- What you should do
Copy every line of the data below that contains the word "nightstand".

## start The data

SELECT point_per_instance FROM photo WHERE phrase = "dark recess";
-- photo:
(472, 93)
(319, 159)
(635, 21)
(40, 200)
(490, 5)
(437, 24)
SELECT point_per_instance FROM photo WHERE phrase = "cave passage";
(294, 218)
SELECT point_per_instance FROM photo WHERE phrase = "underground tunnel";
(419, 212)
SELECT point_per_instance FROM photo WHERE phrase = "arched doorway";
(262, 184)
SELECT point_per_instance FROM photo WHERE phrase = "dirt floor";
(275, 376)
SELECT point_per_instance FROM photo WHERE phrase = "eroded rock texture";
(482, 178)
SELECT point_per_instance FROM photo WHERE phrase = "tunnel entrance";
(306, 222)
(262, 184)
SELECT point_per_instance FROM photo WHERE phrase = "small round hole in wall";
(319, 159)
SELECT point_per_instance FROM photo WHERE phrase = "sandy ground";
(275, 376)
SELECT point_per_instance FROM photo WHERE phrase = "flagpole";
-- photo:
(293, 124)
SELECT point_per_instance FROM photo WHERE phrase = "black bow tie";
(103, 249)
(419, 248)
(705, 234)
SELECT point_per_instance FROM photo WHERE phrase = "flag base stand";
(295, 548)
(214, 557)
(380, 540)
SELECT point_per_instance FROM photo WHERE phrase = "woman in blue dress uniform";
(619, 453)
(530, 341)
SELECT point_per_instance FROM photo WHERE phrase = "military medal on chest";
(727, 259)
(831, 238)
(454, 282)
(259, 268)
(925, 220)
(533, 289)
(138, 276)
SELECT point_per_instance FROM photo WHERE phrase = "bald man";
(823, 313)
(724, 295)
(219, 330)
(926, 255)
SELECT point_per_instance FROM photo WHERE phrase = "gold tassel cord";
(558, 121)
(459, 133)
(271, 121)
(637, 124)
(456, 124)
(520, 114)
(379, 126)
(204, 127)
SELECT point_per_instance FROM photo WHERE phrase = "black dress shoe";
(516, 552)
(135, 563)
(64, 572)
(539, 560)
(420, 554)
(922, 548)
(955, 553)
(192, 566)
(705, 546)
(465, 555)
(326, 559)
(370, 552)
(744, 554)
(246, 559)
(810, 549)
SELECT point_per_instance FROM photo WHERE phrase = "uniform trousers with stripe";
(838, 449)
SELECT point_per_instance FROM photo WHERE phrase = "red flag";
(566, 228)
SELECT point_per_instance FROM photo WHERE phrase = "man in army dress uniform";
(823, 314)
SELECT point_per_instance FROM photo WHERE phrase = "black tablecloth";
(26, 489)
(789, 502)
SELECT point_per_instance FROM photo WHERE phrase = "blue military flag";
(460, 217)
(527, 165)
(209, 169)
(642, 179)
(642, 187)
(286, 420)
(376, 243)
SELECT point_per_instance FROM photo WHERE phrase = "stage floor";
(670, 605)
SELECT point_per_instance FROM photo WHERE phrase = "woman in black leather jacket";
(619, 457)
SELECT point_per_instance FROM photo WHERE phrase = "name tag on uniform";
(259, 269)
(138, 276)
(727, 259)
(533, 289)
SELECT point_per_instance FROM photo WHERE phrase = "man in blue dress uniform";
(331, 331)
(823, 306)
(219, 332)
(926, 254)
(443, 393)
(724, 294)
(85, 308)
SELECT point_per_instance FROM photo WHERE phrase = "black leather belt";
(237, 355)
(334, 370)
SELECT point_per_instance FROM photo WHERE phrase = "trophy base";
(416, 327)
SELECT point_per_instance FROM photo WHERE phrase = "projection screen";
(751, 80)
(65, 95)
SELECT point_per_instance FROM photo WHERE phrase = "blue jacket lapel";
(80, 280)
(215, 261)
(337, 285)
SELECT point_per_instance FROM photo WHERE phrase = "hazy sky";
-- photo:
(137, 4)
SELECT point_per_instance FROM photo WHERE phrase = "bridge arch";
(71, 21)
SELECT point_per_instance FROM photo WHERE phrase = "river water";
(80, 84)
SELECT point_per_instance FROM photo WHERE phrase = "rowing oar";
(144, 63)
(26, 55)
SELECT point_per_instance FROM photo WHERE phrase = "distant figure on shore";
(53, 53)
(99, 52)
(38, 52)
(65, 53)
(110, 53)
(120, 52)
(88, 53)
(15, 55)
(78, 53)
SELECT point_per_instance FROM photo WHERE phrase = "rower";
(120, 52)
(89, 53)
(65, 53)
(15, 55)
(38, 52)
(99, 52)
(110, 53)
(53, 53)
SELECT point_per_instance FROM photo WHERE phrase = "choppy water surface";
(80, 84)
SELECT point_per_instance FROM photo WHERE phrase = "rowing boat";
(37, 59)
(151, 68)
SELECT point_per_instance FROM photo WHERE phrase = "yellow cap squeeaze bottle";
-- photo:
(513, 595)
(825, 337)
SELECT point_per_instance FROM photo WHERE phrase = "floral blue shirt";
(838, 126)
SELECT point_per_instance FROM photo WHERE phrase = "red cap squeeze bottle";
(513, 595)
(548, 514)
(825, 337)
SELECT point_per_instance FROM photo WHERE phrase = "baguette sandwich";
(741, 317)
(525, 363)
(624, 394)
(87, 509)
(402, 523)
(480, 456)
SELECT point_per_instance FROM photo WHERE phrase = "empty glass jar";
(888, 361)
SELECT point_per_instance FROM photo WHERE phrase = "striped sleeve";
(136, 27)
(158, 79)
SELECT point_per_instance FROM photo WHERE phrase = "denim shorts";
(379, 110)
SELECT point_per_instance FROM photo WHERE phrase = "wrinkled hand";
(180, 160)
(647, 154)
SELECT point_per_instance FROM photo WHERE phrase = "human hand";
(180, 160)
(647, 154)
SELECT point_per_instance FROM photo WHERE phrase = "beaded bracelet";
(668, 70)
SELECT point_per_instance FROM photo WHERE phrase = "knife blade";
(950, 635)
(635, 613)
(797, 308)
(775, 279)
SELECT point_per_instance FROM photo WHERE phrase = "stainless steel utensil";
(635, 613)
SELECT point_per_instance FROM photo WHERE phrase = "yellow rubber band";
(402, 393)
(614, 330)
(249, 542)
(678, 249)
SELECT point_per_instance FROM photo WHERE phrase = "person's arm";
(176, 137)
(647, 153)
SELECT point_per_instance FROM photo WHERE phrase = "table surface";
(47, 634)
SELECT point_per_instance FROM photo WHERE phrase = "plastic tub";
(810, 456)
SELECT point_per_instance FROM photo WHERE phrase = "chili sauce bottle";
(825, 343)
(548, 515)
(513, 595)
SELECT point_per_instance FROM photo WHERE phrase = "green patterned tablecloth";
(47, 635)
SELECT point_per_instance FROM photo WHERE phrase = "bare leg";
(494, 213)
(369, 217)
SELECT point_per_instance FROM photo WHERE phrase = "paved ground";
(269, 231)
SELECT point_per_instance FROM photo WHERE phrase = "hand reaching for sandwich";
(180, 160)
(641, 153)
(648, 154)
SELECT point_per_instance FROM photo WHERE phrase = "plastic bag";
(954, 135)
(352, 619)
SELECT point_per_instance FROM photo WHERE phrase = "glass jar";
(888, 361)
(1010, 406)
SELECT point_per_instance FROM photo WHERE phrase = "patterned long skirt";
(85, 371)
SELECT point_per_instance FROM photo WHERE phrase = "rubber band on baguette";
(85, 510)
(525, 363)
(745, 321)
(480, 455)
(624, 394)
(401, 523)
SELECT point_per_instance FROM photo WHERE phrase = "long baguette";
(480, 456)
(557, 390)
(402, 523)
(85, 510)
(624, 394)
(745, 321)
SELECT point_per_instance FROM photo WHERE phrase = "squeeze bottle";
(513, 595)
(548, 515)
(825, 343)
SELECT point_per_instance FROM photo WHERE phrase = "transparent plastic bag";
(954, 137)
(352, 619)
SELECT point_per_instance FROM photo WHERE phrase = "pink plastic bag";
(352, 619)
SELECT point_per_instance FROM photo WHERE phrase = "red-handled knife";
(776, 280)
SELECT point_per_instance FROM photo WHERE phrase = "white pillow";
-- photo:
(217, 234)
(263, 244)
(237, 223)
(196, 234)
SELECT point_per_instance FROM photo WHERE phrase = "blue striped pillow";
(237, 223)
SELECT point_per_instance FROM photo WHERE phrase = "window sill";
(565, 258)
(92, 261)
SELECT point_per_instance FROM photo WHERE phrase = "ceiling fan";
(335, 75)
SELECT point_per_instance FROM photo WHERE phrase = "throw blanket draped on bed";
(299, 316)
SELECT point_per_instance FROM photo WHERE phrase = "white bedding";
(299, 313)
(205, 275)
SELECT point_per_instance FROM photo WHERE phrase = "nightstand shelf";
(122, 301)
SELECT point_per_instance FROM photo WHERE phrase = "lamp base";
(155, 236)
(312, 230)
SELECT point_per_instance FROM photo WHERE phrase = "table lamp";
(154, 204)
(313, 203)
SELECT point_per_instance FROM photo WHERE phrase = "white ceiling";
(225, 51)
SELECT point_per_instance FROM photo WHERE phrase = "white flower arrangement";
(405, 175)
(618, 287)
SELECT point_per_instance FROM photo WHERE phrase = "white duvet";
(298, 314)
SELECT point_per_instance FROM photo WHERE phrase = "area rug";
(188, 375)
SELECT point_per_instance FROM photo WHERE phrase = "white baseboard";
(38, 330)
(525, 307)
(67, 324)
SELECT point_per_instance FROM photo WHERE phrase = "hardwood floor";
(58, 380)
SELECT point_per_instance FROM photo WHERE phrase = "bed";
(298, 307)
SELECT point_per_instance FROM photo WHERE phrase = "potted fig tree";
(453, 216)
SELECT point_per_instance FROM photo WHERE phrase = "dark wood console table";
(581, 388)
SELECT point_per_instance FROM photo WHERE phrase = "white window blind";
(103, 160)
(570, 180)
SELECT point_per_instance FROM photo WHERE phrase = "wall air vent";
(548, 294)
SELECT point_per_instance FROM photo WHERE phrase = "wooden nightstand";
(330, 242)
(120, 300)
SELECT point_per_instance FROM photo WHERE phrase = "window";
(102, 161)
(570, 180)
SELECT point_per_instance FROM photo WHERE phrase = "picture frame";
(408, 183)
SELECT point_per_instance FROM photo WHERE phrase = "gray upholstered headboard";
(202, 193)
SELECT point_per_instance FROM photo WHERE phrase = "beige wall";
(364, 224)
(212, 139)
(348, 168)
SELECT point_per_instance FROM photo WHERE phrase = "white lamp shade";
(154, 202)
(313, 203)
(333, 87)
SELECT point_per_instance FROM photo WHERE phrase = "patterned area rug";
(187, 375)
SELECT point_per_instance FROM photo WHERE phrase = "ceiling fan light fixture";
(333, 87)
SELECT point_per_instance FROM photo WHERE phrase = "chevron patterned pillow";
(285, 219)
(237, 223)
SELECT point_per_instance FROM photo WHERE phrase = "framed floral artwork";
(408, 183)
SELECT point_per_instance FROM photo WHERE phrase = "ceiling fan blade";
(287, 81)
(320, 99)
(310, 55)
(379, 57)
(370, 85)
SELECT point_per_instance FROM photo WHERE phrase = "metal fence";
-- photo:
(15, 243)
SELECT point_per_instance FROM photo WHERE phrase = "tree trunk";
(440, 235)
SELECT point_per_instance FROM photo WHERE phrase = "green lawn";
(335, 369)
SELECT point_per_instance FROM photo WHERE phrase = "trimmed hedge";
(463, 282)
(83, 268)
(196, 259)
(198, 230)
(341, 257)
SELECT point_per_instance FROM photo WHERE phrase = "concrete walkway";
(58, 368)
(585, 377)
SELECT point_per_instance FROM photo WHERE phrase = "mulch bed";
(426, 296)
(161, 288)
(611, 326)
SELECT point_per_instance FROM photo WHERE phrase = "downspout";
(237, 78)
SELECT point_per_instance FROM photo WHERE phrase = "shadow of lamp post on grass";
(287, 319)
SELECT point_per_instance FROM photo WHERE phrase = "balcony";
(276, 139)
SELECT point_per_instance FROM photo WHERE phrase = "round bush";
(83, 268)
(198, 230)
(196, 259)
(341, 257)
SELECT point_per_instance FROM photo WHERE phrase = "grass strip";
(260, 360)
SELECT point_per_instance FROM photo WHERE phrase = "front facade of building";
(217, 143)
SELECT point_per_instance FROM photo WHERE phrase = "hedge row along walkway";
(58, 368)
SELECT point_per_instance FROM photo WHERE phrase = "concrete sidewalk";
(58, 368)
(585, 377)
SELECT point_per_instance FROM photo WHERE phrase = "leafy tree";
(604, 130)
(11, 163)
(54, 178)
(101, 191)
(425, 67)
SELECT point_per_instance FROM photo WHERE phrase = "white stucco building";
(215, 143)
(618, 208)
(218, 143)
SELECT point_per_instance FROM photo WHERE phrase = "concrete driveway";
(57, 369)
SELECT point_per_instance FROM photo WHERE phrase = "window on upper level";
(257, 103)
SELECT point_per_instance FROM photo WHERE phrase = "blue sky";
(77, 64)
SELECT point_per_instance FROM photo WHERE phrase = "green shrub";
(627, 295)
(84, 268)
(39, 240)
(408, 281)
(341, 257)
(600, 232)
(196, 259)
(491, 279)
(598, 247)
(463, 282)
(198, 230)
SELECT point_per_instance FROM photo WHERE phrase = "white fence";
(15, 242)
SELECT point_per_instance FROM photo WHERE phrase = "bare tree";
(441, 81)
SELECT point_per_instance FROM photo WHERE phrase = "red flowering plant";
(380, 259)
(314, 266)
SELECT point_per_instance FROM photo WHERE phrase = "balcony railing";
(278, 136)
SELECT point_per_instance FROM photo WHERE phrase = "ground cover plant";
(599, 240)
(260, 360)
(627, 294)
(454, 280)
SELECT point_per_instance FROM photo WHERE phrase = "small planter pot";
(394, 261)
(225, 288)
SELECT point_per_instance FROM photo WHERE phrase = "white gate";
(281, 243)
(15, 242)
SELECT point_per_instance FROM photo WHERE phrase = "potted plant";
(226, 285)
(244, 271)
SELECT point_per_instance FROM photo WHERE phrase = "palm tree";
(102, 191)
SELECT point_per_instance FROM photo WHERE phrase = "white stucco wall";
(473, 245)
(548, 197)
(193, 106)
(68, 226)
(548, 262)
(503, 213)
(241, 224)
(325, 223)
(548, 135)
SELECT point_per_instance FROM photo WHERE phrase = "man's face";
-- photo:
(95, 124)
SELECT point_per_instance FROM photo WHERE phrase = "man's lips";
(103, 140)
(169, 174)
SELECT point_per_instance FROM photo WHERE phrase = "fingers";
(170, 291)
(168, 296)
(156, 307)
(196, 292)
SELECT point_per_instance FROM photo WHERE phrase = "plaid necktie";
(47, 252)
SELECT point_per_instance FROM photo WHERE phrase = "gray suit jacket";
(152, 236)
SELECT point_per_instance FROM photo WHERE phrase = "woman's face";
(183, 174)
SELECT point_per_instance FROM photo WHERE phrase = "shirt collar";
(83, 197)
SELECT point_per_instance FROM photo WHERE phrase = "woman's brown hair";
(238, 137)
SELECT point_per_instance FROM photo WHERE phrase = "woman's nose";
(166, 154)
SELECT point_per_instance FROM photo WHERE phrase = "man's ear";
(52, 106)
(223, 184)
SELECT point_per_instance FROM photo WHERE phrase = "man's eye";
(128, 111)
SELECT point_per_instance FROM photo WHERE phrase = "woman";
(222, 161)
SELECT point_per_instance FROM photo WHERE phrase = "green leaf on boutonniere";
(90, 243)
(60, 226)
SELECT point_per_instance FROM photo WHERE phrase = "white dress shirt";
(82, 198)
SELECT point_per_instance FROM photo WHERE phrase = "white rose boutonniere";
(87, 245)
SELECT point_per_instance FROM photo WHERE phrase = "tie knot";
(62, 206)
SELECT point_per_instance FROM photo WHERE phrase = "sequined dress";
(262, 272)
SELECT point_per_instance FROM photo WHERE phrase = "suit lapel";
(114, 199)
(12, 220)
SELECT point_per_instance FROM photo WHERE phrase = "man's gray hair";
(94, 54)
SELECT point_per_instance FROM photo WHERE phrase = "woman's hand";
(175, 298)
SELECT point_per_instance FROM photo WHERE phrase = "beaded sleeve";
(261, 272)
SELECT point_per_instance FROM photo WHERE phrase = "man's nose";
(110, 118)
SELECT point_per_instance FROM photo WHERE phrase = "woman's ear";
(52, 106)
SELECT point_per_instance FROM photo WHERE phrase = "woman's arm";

## end The data

- Response below
SELECT point_per_instance FROM photo WHERE phrase = "nightstand shelf";
SELECT point_per_instance FROM photo WHERE phrase = "wooden nightstand";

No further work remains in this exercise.